This is the fourth installment in the Bob Chronicles.  Bob is the weak salesperson who represents the bottom 50% of all salespeople. You can read previous installments about Bob below:

The $225,000 Mistake That Most Salespeople Make

Data - The Top Salespeople are 631% More Effective at This Than Weak Salespeople 

Good Bob, Bad Bob, The Stockdale Paradox and Sales Success

You're probably wondering, what did Bob screw up this time?  He screwed up urgency.  You might be asking how a salesperson could possibly screw up urgency but Bob and the rest of the weak salespeople screw up just about everything else so why not urgency too?

As usual, Bob was unaware that Mary, his prospect, was also talking with three other companies.  Mary asked for a proposal and Bob obliged, coming in well over the agreed upon budget and upsetting her in the process.  Mary reminded Bob that the proposal was nearly 25% higher than the budget they had all agreed to.  She asked Bob to stay within the budget and send a revised proposal.  Did Bob follow up appropriately?  No!

A couple of months had passed when Mary notified Bob that they were going with another company.  Bob was crazed and in a panic.  He reached out to Mary and requested a call.  She said she was sorry but had already made her decision.  Bob requested a call again and was told that she had signed a contract with another company.  In the middle of an acute panic attack, Bob decided to send a revised proposal and discounted the original offer by 35%.  Once again, Mary said, "This is too late - we already signed with another company."  Bob said, "But I offered you a 35% discount - that's even better than what you budgeted for!"  Mary disconnected the phone.

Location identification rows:
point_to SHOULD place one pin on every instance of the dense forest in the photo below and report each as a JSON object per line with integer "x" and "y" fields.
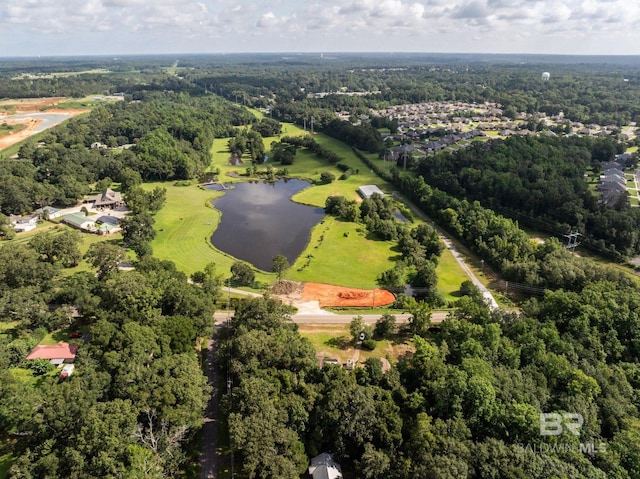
{"x": 465, "y": 404}
{"x": 137, "y": 395}
{"x": 540, "y": 181}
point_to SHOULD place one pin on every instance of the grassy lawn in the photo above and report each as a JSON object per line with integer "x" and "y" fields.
{"x": 342, "y": 255}
{"x": 6, "y": 460}
{"x": 6, "y": 326}
{"x": 450, "y": 276}
{"x": 184, "y": 227}
{"x": 334, "y": 341}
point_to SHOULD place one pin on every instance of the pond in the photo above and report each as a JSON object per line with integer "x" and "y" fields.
{"x": 260, "y": 221}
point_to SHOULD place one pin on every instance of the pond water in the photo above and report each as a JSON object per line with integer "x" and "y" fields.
{"x": 259, "y": 221}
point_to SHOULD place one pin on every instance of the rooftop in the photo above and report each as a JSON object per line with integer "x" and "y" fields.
{"x": 61, "y": 350}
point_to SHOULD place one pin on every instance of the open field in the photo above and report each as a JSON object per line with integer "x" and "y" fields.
{"x": 339, "y": 253}
{"x": 24, "y": 105}
{"x": 450, "y": 276}
{"x": 184, "y": 227}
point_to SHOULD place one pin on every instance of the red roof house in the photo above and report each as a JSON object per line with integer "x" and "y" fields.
{"x": 56, "y": 353}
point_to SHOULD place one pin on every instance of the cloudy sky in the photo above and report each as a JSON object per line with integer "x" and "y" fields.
{"x": 85, "y": 27}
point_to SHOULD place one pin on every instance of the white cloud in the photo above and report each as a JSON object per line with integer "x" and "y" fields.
{"x": 430, "y": 25}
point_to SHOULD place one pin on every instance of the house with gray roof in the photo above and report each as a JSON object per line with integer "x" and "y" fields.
{"x": 80, "y": 221}
{"x": 367, "y": 191}
{"x": 324, "y": 467}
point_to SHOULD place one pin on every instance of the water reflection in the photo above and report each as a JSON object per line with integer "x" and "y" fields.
{"x": 259, "y": 221}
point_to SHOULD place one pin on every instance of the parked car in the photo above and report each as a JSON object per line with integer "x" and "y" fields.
{"x": 67, "y": 371}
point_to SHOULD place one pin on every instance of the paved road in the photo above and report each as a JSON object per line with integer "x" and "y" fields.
{"x": 488, "y": 297}
{"x": 209, "y": 458}
{"x": 436, "y": 317}
{"x": 48, "y": 120}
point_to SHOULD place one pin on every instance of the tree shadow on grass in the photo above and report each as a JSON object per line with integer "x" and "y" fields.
{"x": 342, "y": 342}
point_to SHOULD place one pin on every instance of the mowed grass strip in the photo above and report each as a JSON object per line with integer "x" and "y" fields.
{"x": 184, "y": 227}
{"x": 450, "y": 276}
{"x": 342, "y": 255}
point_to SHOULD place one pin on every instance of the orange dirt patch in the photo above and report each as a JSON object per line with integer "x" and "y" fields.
{"x": 27, "y": 105}
{"x": 330, "y": 295}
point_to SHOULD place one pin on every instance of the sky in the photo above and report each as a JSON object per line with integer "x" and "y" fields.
{"x": 112, "y": 27}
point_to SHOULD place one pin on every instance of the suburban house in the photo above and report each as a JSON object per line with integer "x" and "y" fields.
{"x": 108, "y": 225}
{"x": 324, "y": 467}
{"x": 367, "y": 191}
{"x": 612, "y": 185}
{"x": 58, "y": 354}
{"x": 22, "y": 224}
{"x": 80, "y": 221}
{"x": 48, "y": 213}
{"x": 108, "y": 199}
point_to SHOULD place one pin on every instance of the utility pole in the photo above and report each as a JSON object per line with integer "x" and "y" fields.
{"x": 229, "y": 378}
{"x": 572, "y": 241}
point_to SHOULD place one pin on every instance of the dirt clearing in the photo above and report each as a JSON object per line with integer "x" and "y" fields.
{"x": 330, "y": 295}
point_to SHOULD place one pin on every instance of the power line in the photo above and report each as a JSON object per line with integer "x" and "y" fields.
{"x": 573, "y": 241}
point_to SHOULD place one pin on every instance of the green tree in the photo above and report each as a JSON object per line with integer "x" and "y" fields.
{"x": 137, "y": 233}
{"x": 6, "y": 228}
{"x": 385, "y": 326}
{"x": 105, "y": 257}
{"x": 327, "y": 177}
{"x": 280, "y": 265}
{"x": 356, "y": 327}
{"x": 242, "y": 273}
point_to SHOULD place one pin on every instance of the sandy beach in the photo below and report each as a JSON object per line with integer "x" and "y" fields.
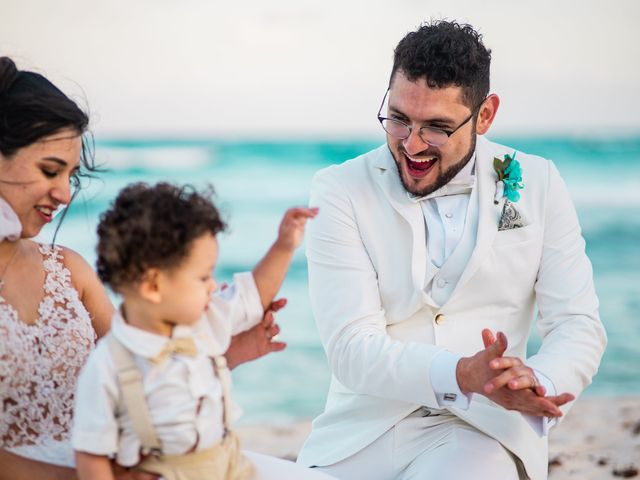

Exercises to complete:
1. Rewrite the rows from the line with "point_to SHOULD place one pin on every instance of the power" through the end of the rows, replacing "place one pin" with "put a single marker" and leaving everything else unchanged. Leave the pictures out of your answer.
2. Carry on the account of Bob's urgency mistake with Mary, beginning right after its last sentence.

Task-by-task outputs:
1.
point_to SHOULD put a single marker on every instance of the power line in the photo above and report each as a JSON object per line with integer "x" and "y" fields.
{"x": 573, "y": 241}
point_to SHOULD put a single marker on every instance of the green tree in the photo above and report each as a JSON object per line with integer "x" and "y" fields.
{"x": 137, "y": 233}
{"x": 6, "y": 228}
{"x": 385, "y": 326}
{"x": 105, "y": 257}
{"x": 327, "y": 177}
{"x": 280, "y": 265}
{"x": 356, "y": 327}
{"x": 242, "y": 273}
point_to SHOULD put a single marker on every instance of the sandy beach in the photo below and report each as a JSON object per line with integer "x" and "y" fields.

2.
This is all about urgency.

Mary had a lot more urgency than Bob was aware of because Bob didn't ask the most important questions, like, "How big is the problem?" and "What is it costing?" and "How soon do you need it solved?" and "What happens if you don't have it solved by then?" and "Who else have you asked about this?"

Bob had a ton of urgency, but not until he realized he had lost the business.  If he had exhibited half the urgency earlier in the process, while uncovering Mary's urgency, their urgency would have been aligned.  Urgency alignment is crucial.  

If the salesperson has urgency but the prospect does not, the perception is that of a pushy salesperson.  If the prospect has urgency but the salesperson does not, the perception is that of an unresponsive salesperson.  When both the salesperson and the prospect have urgency, they will easily work collaboratively to solve a problem.  

Early in the process, Bob was perceived as being unresponsive.  Late in the process, Bob was perceived as being tone deaf and pushy.  However, when salespeople strike that perfect balance, magic happens.  Salespeople who are effective creating urgency AND having urgency are 35% more effective than salespeople who fail to get their prospects to "must have" and lack urgency themselves.

Finally, why did this happen?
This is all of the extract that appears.